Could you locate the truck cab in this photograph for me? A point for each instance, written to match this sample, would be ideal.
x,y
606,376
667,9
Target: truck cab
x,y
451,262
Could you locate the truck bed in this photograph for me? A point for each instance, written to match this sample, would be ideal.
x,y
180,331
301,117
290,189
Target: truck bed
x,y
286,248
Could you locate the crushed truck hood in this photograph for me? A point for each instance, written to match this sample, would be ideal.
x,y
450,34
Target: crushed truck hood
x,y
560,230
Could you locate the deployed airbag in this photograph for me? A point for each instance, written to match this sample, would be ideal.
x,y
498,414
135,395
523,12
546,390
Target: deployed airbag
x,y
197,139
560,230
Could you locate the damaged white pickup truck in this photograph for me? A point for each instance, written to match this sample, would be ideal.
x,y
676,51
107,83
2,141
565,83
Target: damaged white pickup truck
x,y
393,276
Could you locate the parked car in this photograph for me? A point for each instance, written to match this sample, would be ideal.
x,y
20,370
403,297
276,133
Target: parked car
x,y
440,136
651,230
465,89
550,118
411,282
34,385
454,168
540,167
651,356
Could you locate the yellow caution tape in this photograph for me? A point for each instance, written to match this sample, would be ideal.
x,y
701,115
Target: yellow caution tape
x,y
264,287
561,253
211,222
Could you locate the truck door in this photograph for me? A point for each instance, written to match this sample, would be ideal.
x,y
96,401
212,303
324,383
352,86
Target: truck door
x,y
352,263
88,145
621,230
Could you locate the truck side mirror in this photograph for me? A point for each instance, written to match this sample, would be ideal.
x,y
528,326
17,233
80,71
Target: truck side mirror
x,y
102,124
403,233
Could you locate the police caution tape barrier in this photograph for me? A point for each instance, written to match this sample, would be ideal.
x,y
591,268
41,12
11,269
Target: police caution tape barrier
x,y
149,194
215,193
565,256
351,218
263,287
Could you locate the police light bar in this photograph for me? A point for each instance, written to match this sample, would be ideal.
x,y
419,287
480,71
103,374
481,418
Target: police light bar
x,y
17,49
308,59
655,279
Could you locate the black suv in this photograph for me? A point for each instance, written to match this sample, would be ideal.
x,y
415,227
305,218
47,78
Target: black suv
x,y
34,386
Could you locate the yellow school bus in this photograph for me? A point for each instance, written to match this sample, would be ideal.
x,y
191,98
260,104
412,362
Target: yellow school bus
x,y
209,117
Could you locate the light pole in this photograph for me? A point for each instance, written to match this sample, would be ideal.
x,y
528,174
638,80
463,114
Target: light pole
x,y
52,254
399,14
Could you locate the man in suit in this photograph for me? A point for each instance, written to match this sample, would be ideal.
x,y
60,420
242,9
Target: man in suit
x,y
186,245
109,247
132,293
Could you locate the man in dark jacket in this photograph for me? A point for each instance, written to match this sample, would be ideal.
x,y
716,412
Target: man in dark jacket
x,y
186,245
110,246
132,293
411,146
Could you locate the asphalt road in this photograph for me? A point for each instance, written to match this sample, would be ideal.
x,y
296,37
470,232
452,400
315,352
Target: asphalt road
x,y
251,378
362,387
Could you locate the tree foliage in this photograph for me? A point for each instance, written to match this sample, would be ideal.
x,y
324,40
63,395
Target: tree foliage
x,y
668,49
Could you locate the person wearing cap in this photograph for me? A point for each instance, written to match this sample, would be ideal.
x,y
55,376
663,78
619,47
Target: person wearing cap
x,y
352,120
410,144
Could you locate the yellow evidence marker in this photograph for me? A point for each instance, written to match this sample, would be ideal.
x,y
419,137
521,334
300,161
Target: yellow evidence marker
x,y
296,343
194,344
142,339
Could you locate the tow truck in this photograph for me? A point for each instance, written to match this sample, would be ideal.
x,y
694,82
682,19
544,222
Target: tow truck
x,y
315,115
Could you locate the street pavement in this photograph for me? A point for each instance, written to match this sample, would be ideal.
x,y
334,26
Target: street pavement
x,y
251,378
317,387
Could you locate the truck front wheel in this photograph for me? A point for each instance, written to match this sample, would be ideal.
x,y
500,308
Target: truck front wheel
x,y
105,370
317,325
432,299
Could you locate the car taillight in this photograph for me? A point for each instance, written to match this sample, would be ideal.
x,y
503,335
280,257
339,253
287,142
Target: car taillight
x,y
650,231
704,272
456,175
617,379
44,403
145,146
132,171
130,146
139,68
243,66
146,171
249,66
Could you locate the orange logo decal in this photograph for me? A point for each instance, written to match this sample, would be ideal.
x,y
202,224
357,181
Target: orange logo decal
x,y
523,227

————

→ **Objective**: Write out every line from the records above, word for word.

→ **In response**:
Could you locate the truck cab in this photograph for me? A point for each instance, written to match this sample, would be ideal.
x,y
606,376
667,9
Target: truck cab
x,y
451,262
Could you locate the truck bed in this photograph for me? A point for each instance, written to match this sample, would be ideal.
x,y
180,331
301,117
290,189
Target: truck bed
x,y
286,248
Could you locate the crushed truck hood in this photograph for me? A point for each instance, written to match this sample, would be ideal.
x,y
450,34
Target: crushed truck hood
x,y
560,230
Could you locate the deployed airbag in this photograph for me? A point for each instance, written to match this sample, would be ideal.
x,y
498,414
135,395
523,12
546,390
Target: deployed airbag
x,y
197,139
560,230
Could you locate the damaged white pickup truck in this photograph for me? A point for each instance, written to match this sample, would be ideal.
x,y
676,51
107,83
2,141
565,83
Target: damaged white pickup truck
x,y
393,276
Could you locate the parked car in this photograph for me? A point for each instance, written to match this sample, would be ideal.
x,y
20,370
403,297
276,133
Target: parked car
x,y
440,136
651,230
465,89
550,118
411,282
34,385
454,168
540,167
651,356
Could you locate the yellow caution tape in this photograph for me? A point for each instance, written to match this sample, would be ideal.
x,y
701,115
Target: yellow caution tape
x,y
264,287
561,253
211,222
Could you locate the truck door in this photograph for me? A point for each instance, written to match this sample, would be ideal.
x,y
96,401
212,303
324,383
352,86
Target: truck door
x,y
352,263
88,145
621,230
Could you locate the truck side mirror in this photograph for me? A point for each instance, written to match this sample, would be ideal.
x,y
528,326
17,233
80,71
Target: truck side mirror
x,y
102,124
403,233
Could you locate the police caution tape barrier in this photograph for me? A point for each instance, written to match this sample, would be ideal.
x,y
591,268
41,12
11,269
Target: police caution tape barrier
x,y
149,194
215,193
565,256
351,218
263,287
Could you locate the police light bar in this photograph for me? A point for each instance, written to match this sample, would be ideal.
x,y
419,287
480,71
103,374
481,418
Target: police light bar
x,y
17,49
308,59
655,279
Could you locate the black suv in this photograph for me? A point for each instance, written to match this sample, would be ideal.
x,y
415,227
305,218
47,78
Target: black suv
x,y
34,386
Could you locate the yellow school bus in this photograph for me? A point for each instance, written to match this sample, would be ideal.
x,y
191,98
260,104
412,362
Target: yellow school bus
x,y
209,117
Could you locate the light pole in this photograph for me? A point for each instance, written to match this sample, would be ideal.
x,y
528,174
638,80
463,114
Target: light pole
x,y
52,254
399,14
Could you locate the man in suit in this photograph for me? A point for each instance, written to match this sample, would be ideal.
x,y
60,420
242,9
Target: man in suit
x,y
186,245
109,247
132,293
Could you locate the man in dark jacket in this photograph for me? A point for each instance, written to match this sample, would be ideal.
x,y
716,412
Target: man in dark jacket
x,y
186,245
110,246
132,293
411,146
Could you locate the asphalt road in this photograph for me? A point for each instance, written to match this sample, would be ideal.
x,y
296,37
470,232
452,400
315,352
Target: asphalt road
x,y
251,378
362,387
Could you locate the tree foliage in this photograph for me? A point for each instance, written to match this sample, would be ideal.
x,y
324,40
63,395
Target: tree foliage
x,y
668,49
Could you locate the person wearing cap in this photograph for me? A point for each instance, written to match this sample, would be ideal.
x,y
55,376
663,78
619,47
Target: person wearing cap
x,y
352,120
410,144
Could you locate the yellow evidence marker in this photograph for me? A point for each instance, written to match this sample, would be ideal.
x,y
419,137
521,334
300,161
Target: yellow evidence marker
x,y
296,343
194,344
142,339
Could you locate the tow truck in this photograph for me? A point for each instance, written to match this sample, would be ideal.
x,y
694,82
682,19
544,222
Target: tow truck
x,y
315,115
Could you locate the street pavement in this photograph for me? A point for each instance, written to match this sample, would be ideal.
x,y
334,26
Target: street pavement
x,y
251,378
317,387
Could you locate the truck front wheel in this photograph for me? A point for each instance, written to match this sample, would be ideal.
x,y
500,308
Target: truck front wheel
x,y
105,370
317,325
432,299
Could you locate the car taillight in this photograph for me? A point for each instance, written to match this sample, would be ideal.
x,y
503,335
280,257
339,253
287,142
Target: car taillight
x,y
650,231
704,272
456,175
617,379
44,403
145,146
132,171
130,146
139,68
243,66
146,171
249,66
Could you locate the orange logo decal in this photograph for me? A point for each instance, written to match this sample, would be ideal.
x,y
202,224
357,181
Target: orange logo decal
x,y
523,227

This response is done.